→ WHAT THE TASK ASKS: Skip the images and copy each record exactly as written.

Excerpts from point annotation data:
>>>
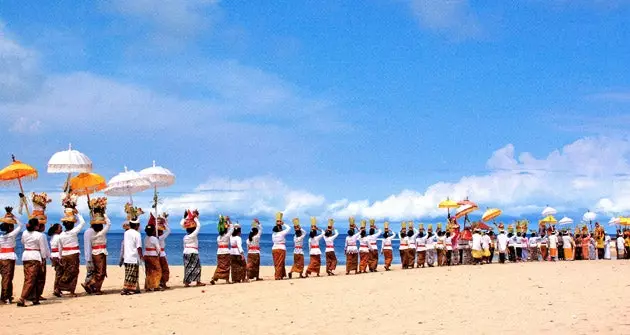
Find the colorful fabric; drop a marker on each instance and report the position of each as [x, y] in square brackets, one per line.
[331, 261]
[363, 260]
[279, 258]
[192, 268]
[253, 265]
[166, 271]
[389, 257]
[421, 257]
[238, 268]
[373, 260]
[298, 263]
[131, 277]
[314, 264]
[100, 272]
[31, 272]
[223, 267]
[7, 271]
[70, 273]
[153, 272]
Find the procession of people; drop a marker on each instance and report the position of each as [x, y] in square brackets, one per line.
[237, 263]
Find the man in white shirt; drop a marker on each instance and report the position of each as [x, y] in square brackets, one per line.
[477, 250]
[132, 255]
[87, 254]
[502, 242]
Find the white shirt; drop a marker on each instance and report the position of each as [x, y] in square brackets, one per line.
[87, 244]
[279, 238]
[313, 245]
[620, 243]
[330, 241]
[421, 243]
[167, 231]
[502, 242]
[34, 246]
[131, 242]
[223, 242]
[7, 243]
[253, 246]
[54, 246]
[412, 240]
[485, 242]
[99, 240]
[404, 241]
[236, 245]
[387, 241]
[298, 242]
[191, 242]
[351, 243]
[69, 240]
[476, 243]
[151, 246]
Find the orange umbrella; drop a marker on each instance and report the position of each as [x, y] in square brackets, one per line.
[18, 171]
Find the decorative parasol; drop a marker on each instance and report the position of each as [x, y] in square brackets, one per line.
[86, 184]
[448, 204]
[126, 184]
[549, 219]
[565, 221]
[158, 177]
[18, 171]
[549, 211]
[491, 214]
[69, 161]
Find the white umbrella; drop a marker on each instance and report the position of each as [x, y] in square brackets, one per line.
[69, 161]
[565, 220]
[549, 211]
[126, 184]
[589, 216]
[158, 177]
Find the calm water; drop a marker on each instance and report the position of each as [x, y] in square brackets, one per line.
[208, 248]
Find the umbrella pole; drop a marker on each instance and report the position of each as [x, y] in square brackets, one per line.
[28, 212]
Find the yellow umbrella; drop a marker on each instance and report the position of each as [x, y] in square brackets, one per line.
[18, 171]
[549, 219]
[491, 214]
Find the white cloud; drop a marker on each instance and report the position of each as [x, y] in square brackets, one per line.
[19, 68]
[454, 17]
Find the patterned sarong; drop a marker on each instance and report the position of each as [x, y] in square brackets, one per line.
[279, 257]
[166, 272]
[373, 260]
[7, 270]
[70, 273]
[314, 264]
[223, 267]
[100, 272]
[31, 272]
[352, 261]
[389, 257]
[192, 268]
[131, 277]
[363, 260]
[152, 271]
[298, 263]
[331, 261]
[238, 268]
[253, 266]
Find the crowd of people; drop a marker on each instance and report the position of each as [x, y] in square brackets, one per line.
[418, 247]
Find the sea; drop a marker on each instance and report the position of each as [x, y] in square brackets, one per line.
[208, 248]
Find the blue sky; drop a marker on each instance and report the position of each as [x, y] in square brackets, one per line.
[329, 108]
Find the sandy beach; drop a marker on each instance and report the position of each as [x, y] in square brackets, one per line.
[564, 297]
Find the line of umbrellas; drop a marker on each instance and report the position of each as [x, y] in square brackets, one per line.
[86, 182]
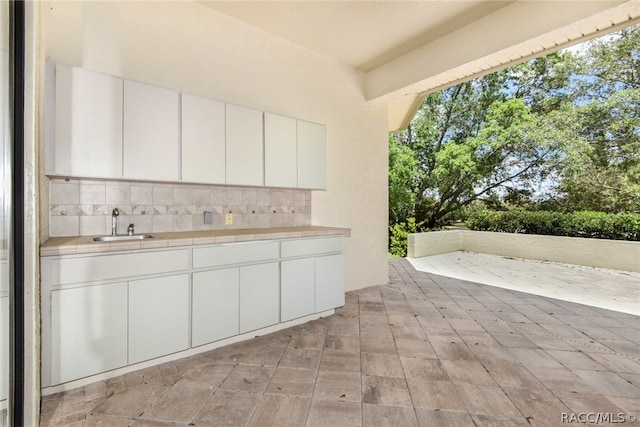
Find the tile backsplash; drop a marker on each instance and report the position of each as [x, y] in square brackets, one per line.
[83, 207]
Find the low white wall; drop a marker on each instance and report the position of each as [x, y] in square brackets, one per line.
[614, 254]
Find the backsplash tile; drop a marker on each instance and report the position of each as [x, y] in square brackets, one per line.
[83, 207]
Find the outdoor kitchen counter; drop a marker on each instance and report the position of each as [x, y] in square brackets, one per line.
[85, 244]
<<<
→ REPLY TO THE EXERCISE:
Find the colorful fabric; drop a marker on each instance and report the position of each as [x, y] in square brackets, one per line.
[331, 261]
[363, 260]
[279, 258]
[192, 268]
[253, 265]
[166, 271]
[389, 257]
[421, 257]
[238, 268]
[373, 260]
[298, 263]
[131, 277]
[314, 264]
[100, 272]
[31, 272]
[223, 267]
[7, 271]
[70, 273]
[153, 272]
Find the procession of people; drop a marker on each instance and report the position of each as [x, y] in square brackets, one per line.
[237, 263]
Find the man in white shirt; drop a marker on each instance and report the position of each as [x, y] in square brackets, one per line.
[477, 250]
[132, 255]
[87, 254]
[502, 242]
Find the white shirt; drop a marker on each instance and report the position of each as [x, y] in square brackets, one per line.
[87, 244]
[279, 238]
[313, 245]
[620, 243]
[330, 241]
[421, 243]
[167, 231]
[502, 242]
[34, 246]
[131, 242]
[223, 242]
[7, 243]
[253, 246]
[54, 246]
[412, 240]
[485, 242]
[99, 240]
[404, 241]
[236, 245]
[387, 241]
[298, 242]
[191, 242]
[351, 243]
[69, 240]
[476, 243]
[151, 246]
Find the orange umbrella; drop a marker on each instance and report the position of each as [x, y] in square brackets, one per line.
[18, 171]
Find the decorative parasol; drop a marker on each instance and report the position of each as [x, y] in square brackets, one per line.
[86, 184]
[448, 204]
[126, 184]
[549, 219]
[565, 221]
[158, 177]
[18, 171]
[549, 211]
[491, 214]
[69, 161]
Find the white umbrella; drop a marker on each instance and report the position of each as [x, y] in square brackets, one per line.
[69, 161]
[565, 220]
[549, 211]
[126, 184]
[589, 216]
[158, 177]
Find the calm water; drop a marker on each instance and report the position of each as [x, y] in square brackets, one per line.
[208, 248]
Find the umbrella pole; drop a marker on each instance and report the position of each as [x, y] in square brackets, one per line.
[28, 212]
Find the yellow umbrella; drop a marker on each instance and report the position of each as [x, y] in square brackets, one per line.
[18, 171]
[549, 219]
[491, 214]
Find the white cloud; drop a marker on each instance and report the position of each as [x, y] in square brackets, one per line.
[19, 68]
[454, 17]
Find the patterned sarong; drop a marker on each instance and report the position of each as [x, y] in square brackets, one per line.
[279, 257]
[166, 272]
[373, 260]
[7, 270]
[70, 273]
[314, 264]
[223, 267]
[100, 272]
[31, 272]
[352, 261]
[389, 257]
[192, 268]
[131, 277]
[363, 260]
[152, 271]
[298, 263]
[331, 261]
[238, 268]
[253, 266]
Find the crowd of people; drop a marker on each instance and report the position of each as [x, y] in square brackets, one per line.
[418, 247]
Find the sea; drop a marker on each instance and report the position of each as [x, y] in square brackets, one per line.
[208, 248]
Find the blue sky; drop a marker on each instance and report the position of each as [x, y] in square brackets, one per line.
[329, 108]
Find the sandy beach; drop a marker on each instance and report the position of each as [x, y] in square brackets, one per line.
[564, 297]
Find the line of umbrellas; drop a marker on each instance and report the position of each as [x, y] in square brackets, one per line.
[86, 182]
Find the tile backsplash; drop a marker on each instance and report the position of each as [x, y] in square brackets, one per line.
[83, 207]
Find the low white wall; drop a marker on each instance and report the position of each as [x, y] in square brackets, one per line.
[614, 254]
Find the backsplash tile; drop a marker on each instance and report the position of each as [x, y] in square brackets, one per line.
[83, 207]
Find the outdoor kitchen counter; drop a marker on each instance and report the position of each as [x, y] in square brackets, one per line.
[85, 244]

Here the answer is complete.